Start of RAW DATA

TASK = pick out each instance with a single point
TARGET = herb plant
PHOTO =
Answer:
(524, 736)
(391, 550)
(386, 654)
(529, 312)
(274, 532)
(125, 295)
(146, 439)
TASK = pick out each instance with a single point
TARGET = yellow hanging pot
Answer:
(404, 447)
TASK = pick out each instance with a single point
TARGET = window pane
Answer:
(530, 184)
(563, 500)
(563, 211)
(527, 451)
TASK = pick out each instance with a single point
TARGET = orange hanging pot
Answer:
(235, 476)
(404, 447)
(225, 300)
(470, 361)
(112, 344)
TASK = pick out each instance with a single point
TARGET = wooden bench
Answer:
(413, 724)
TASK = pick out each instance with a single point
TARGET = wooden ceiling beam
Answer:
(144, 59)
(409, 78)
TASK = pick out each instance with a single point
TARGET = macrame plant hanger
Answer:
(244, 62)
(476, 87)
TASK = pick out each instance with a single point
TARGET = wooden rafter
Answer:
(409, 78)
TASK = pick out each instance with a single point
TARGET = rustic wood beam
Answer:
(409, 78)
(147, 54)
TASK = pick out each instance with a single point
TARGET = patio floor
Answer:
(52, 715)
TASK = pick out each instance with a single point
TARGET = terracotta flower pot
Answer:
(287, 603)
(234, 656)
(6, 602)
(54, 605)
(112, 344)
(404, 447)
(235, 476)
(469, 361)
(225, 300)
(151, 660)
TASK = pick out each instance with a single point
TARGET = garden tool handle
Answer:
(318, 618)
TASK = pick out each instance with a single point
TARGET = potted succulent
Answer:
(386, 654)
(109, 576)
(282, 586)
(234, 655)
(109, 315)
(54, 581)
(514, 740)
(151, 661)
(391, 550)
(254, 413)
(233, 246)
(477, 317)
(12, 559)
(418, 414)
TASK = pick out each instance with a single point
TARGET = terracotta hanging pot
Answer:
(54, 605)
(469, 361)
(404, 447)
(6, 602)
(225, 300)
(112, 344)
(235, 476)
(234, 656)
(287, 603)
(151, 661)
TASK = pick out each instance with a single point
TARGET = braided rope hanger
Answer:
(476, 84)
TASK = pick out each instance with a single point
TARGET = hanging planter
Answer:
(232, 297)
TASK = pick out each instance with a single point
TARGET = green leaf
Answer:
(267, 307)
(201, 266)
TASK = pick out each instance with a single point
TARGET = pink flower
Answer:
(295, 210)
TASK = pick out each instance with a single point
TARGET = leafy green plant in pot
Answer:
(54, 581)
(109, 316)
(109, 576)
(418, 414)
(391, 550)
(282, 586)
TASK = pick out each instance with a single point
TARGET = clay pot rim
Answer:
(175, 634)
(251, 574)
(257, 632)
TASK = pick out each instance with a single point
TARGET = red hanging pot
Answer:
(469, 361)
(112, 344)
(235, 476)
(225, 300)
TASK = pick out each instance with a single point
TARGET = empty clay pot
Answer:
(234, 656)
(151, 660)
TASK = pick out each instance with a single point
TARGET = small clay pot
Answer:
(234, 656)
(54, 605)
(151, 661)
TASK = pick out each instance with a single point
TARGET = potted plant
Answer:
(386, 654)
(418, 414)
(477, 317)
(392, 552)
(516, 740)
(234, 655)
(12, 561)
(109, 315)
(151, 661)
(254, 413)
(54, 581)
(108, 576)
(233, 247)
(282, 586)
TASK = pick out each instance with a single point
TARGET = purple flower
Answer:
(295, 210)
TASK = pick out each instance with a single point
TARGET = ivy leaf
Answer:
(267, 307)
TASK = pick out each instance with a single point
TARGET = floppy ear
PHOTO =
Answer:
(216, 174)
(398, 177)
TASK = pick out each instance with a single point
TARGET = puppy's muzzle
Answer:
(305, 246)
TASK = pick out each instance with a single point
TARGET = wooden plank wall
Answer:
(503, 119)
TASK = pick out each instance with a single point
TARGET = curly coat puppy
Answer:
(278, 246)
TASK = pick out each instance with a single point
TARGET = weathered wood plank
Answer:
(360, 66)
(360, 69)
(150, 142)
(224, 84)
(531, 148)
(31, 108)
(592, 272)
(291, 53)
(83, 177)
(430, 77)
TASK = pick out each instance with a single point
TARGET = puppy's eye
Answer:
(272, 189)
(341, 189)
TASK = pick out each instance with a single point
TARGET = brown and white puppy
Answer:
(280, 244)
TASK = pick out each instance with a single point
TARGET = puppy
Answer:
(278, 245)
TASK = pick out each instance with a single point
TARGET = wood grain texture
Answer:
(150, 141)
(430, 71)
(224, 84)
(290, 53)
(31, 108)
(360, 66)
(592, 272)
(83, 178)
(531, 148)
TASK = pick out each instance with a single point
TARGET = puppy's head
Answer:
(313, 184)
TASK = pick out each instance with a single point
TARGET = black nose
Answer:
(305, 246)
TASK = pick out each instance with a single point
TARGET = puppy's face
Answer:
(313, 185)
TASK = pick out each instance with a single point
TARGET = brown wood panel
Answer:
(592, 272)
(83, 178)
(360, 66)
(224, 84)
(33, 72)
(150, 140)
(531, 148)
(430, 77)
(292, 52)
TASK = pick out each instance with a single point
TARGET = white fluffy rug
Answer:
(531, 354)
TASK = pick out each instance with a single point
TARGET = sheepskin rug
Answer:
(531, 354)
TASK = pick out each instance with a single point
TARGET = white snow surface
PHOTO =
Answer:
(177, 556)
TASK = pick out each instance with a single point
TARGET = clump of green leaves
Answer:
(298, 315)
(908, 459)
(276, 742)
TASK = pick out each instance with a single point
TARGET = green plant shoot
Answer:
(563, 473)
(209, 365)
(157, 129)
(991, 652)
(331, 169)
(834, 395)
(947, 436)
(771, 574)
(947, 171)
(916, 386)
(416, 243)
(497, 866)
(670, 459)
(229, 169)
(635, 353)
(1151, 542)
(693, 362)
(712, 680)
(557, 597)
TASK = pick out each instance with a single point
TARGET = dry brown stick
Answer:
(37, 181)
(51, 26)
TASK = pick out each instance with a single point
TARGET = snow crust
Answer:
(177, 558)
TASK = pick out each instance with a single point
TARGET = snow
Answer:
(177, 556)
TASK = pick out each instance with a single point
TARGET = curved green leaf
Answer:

End of RAW DATA

PROBLEM TO SOLVE :: Restate the listing above word for word.

SOLUTION TO THIS TASK ::
TASK = pick out each instance with a single point
TARGET = herb plant
PHOTO =
Answer:
(524, 736)
(391, 550)
(386, 654)
(529, 312)
(274, 532)
(125, 295)
(146, 439)
TASK = pick out each instance with a single point
TARGET = yellow hanging pot
Answer:
(404, 447)
TASK = pick out each instance with a single point
TARGET = window pane
Answer:
(530, 184)
(563, 500)
(563, 211)
(527, 451)
TASK = pick out each instance with a single point
TARGET = orange hanging pot
Answer:
(235, 476)
(404, 447)
(225, 300)
(470, 361)
(112, 344)
TASK = pick out each instance with a single point
TARGET = wooden bench
Answer:
(413, 724)
TASK = pick out each instance with a single point
TARGET = wooden ceiling beam
Answer:
(144, 59)
(409, 78)
TASK = pick out each instance with a single point
TARGET = macrame plant hanger
Answer:
(244, 62)
(476, 87)
TASK = pick out each instance with a single point
TARGET = wooden rafter
Answer:
(409, 78)
TASK = pick out each instance with a single point
TARGET = rustic wood beam
Answer:
(409, 78)
(147, 54)
TASK = pick out each instance with a single point
TARGET = patio floor
Answer:
(52, 715)
TASK = pick out each instance with a single point
TARGET = terracotta flower pot
Answer:
(287, 603)
(234, 656)
(6, 602)
(54, 605)
(112, 344)
(404, 447)
(235, 476)
(469, 361)
(225, 300)
(151, 660)
TASK = pick out each instance with a single point
TARGET = garden tool handle
Answer:
(318, 618)
TASK = pick out each instance with a single point
TARGET = potted succulent
Answer:
(386, 654)
(109, 576)
(282, 586)
(234, 655)
(109, 315)
(54, 581)
(514, 740)
(151, 661)
(391, 550)
(254, 413)
(233, 246)
(477, 317)
(12, 559)
(418, 414)
TASK = pick out each instance with a single point
TARGET = terracotta hanging pot
Answer:
(54, 605)
(469, 361)
(404, 447)
(6, 602)
(225, 300)
(112, 344)
(235, 476)
(234, 656)
(287, 603)
(151, 661)
TASK = pick out each instance with a single point
TARGET = braided rope hanger
Answer:
(476, 84)
TASK = pick out each instance with a single point
TARGET = hanging planter
Answer:
(232, 297)
TASK = pick out each instance with a single point
TARGET = green leaf
Answer:
(267, 307)
(201, 266)
TASK = pick out each instance with a single point
TARGET = pink flower
Answer:
(295, 210)
TASK = pick out each instance with a single point
TARGET = leafy green plant in pot
Answer:
(54, 581)
(109, 316)
(109, 576)
(418, 414)
(391, 550)
(282, 586)
TASK = pick out each instance with a single point
TARGET = clay pot rim
Answer:
(175, 634)
(251, 574)
(257, 632)
TASK = pick out each instance with a single point
TARGET = red hanging pot
Answer:
(469, 361)
(112, 344)
(235, 476)
(225, 300)
TASK = pick out each instance with a single point
TARGET = empty clay pot
Answer:
(234, 656)
(151, 660)
TASK = pick out each instance with a single point
TARGET = small clay pot
Answer:
(234, 656)
(54, 605)
(151, 661)
TASK = pick out each instance with a single point
TARGET = potted plant
Answer:
(386, 654)
(418, 414)
(477, 317)
(392, 552)
(516, 740)
(234, 655)
(12, 561)
(109, 315)
(151, 661)
(254, 413)
(54, 581)
(108, 576)
(233, 247)
(282, 586)
TASK = pick out each instance with a single point
TARGET = purple flower
Answer:
(295, 210)
TASK = pick out each instance with a single point
TARGET = ivy leaf
Answer:
(267, 307)
TASK = pick out each instance with a single point
TARGET = floppy ear
PHOTO =
Answer:
(216, 174)
(398, 177)
TASK = pick out each instance with a single point
TARGET = puppy's muzzle
Answer:
(305, 246)
TASK = pick out each instance with a single point
TARGET = wooden plank wall
Answer:
(503, 119)
TASK = pick out each instance with a single point
TARGET = curly coat puppy
Answer:
(278, 246)
TASK = pick out each instance with a single point
TARGET = weathered wood plank
Answer:
(360, 66)
(360, 69)
(150, 142)
(224, 84)
(531, 148)
(31, 108)
(592, 272)
(291, 53)
(83, 177)
(430, 77)
TASK = pick out each instance with a single point
TARGET = puppy's eye
Answer:
(272, 189)
(341, 189)
TASK = pick out each instance with a single point
TARGET = brown and white puppy
Answer:
(280, 244)
TASK = pick out each instance with a single point
TARGET = puppy
Answer:
(278, 245)
TASK = pick out each instance with a single point
TARGET = wood grain texture
Answer:
(150, 141)
(430, 71)
(224, 84)
(290, 53)
(31, 108)
(360, 66)
(592, 272)
(83, 178)
(531, 148)
TASK = pick out each instance with a single point
TARGET = puppy's head
Answer:
(313, 184)
TASK = pick out each instance with a single point
TARGET = black nose
Answer:
(305, 246)
TASK = pick out each instance with a single point
TARGET = puppy's face
Answer:
(313, 185)
TASK = pick out each instance with a single point
TARGET = brown wood panel
Answer:
(592, 272)
(83, 178)
(360, 66)
(224, 84)
(33, 72)
(150, 140)
(531, 148)
(430, 77)
(292, 52)
TASK = pick out each instance with a single point
TARGET = white fluffy rug
Answer:
(531, 354)
TASK = pick out each instance with a single point
TARGET = sheepskin rug
Answer:
(531, 354)
TASK = pick out each instance with a single point
TARGET = white snow surface
PHOTO =
Answer:
(177, 556)
TASK = pick out each instance with a single point
TARGET = clump of green leaves
Answer:
(298, 315)
(908, 459)
(276, 742)
TASK = pick out each instance with a single point
TARGET = green plant shoot
Answer:
(563, 473)
(209, 365)
(157, 129)
(991, 652)
(331, 169)
(834, 395)
(947, 436)
(771, 574)
(947, 171)
(916, 386)
(416, 243)
(497, 866)
(670, 459)
(229, 169)
(635, 353)
(1151, 542)
(693, 362)
(712, 680)
(557, 597)
TASK = pick out each instance with a single point
TARGET = dry brown stick
Answer:
(37, 181)
(51, 26)
TASK = pick out each instance with a single point
TARGET = snow crust
Answer:
(177, 558)
TASK = pick out each instance with a single point
TARGET = snow
Answer:
(177, 556)
TASK = pick out each instance with a single point
TARGET = curved green leaf
Answer:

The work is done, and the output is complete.